REQUEST:
Count the lines of the data below that contain the string "building", treating uppercase and lowercase as different. Give only the number.

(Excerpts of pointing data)
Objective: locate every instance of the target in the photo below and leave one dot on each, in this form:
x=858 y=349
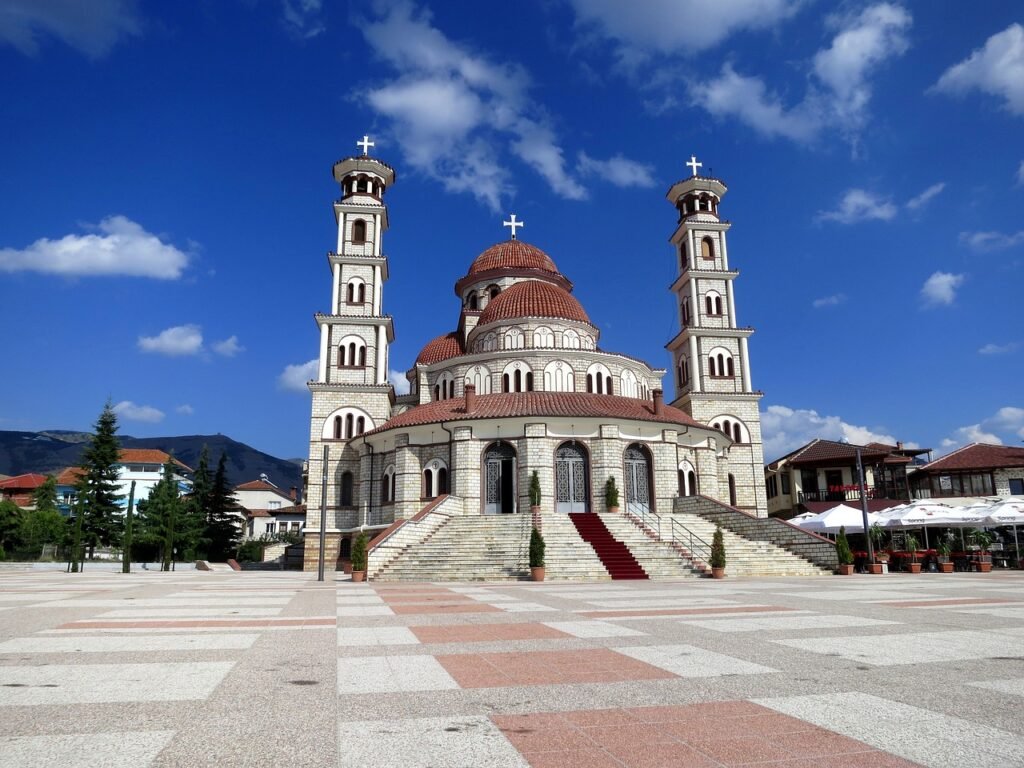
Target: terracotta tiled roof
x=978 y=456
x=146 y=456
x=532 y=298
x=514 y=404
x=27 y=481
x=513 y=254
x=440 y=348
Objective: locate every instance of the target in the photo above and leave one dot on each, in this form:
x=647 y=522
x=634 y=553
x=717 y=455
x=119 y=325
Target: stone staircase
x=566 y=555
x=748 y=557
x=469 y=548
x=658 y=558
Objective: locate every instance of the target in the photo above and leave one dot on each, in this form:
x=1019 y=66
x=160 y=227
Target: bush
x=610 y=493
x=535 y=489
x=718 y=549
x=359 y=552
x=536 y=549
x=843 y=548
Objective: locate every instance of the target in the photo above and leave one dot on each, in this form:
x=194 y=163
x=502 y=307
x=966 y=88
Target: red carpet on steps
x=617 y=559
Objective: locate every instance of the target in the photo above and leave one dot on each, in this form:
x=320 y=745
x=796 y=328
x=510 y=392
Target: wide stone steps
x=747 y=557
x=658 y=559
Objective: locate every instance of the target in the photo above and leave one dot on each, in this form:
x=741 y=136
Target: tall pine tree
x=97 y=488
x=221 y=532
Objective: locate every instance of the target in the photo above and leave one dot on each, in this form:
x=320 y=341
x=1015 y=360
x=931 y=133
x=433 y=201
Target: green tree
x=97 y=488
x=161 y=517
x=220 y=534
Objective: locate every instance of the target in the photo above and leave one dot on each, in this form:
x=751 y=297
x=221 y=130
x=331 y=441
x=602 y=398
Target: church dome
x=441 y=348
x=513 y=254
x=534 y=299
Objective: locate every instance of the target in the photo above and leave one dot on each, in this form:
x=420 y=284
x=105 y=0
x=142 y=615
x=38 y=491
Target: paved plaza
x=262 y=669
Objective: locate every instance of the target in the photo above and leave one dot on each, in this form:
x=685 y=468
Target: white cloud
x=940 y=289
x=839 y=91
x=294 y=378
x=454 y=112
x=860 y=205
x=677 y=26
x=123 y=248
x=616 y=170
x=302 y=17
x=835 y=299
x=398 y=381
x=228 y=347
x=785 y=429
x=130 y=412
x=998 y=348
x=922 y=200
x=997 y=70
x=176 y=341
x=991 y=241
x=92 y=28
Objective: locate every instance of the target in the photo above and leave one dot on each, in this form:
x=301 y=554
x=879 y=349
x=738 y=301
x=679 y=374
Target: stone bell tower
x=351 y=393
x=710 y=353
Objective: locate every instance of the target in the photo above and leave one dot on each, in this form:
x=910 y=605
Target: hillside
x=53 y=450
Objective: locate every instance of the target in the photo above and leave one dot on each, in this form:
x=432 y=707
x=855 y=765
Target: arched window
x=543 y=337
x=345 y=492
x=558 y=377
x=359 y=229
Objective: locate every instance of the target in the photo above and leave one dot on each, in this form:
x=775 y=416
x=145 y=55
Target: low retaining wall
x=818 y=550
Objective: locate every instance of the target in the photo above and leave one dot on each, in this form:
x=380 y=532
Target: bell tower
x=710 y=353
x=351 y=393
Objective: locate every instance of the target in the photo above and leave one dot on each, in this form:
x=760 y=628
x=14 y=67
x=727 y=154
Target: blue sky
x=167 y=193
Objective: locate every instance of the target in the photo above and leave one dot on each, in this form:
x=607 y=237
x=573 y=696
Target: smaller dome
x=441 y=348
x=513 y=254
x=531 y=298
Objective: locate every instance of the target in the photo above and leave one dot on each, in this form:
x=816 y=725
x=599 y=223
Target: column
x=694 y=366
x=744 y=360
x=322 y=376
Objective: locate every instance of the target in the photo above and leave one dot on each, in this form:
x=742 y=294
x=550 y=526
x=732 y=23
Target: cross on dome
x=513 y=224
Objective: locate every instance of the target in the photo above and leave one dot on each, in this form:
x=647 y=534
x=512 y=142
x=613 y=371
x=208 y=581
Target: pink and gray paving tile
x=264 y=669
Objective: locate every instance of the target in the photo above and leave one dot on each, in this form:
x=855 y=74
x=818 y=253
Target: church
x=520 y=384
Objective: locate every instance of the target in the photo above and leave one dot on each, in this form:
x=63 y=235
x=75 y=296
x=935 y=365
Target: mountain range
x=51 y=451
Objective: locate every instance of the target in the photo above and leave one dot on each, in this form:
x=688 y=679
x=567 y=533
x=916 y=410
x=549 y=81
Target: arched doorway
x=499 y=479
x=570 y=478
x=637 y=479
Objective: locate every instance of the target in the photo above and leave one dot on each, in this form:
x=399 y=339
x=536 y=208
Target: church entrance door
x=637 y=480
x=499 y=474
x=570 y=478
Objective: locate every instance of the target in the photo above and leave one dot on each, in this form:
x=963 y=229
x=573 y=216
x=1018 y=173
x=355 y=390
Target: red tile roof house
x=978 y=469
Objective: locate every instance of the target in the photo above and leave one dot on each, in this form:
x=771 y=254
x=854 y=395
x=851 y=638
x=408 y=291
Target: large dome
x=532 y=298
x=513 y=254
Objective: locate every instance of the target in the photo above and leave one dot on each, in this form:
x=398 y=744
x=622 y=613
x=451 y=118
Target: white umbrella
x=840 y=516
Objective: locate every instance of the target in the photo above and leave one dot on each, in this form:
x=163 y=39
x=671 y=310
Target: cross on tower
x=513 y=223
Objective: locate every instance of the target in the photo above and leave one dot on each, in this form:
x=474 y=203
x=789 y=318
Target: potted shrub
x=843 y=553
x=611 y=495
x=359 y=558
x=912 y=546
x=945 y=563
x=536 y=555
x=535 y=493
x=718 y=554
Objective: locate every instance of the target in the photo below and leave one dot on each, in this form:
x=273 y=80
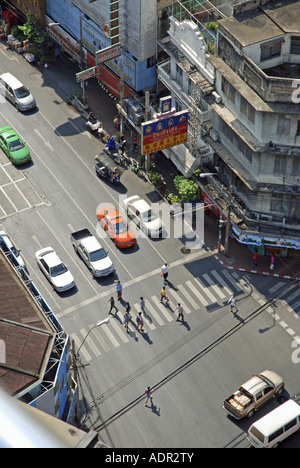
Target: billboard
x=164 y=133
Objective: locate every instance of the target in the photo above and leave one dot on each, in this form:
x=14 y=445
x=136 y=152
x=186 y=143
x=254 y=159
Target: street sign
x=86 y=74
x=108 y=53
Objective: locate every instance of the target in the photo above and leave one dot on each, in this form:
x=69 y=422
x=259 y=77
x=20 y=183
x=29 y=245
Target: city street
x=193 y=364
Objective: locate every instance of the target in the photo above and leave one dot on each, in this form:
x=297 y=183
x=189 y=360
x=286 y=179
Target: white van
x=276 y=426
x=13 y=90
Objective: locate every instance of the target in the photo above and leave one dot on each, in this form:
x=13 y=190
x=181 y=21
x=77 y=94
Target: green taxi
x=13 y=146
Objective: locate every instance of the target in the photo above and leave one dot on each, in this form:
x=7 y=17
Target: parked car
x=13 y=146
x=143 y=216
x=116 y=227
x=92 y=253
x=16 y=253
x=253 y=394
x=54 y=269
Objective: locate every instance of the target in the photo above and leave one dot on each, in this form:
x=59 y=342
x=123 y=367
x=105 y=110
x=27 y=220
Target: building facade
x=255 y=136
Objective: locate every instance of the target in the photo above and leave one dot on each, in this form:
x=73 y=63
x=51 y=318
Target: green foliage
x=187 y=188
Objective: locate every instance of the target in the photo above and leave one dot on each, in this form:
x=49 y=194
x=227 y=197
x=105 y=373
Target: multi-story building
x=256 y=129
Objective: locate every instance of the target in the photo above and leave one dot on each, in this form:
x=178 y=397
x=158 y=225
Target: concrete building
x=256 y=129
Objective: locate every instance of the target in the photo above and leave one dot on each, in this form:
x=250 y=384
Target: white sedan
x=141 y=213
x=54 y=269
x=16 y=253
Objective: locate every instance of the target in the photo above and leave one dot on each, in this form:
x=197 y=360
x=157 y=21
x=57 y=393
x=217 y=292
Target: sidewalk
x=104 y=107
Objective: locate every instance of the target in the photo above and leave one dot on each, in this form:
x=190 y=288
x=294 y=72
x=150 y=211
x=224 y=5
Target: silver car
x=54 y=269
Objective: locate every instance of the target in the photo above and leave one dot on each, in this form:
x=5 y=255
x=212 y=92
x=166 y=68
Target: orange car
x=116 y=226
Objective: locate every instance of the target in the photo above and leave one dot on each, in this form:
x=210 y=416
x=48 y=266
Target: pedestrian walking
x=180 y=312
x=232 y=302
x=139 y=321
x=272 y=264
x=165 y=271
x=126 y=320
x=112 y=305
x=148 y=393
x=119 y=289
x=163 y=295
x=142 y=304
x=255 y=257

WRITTEN SOLUTION:
3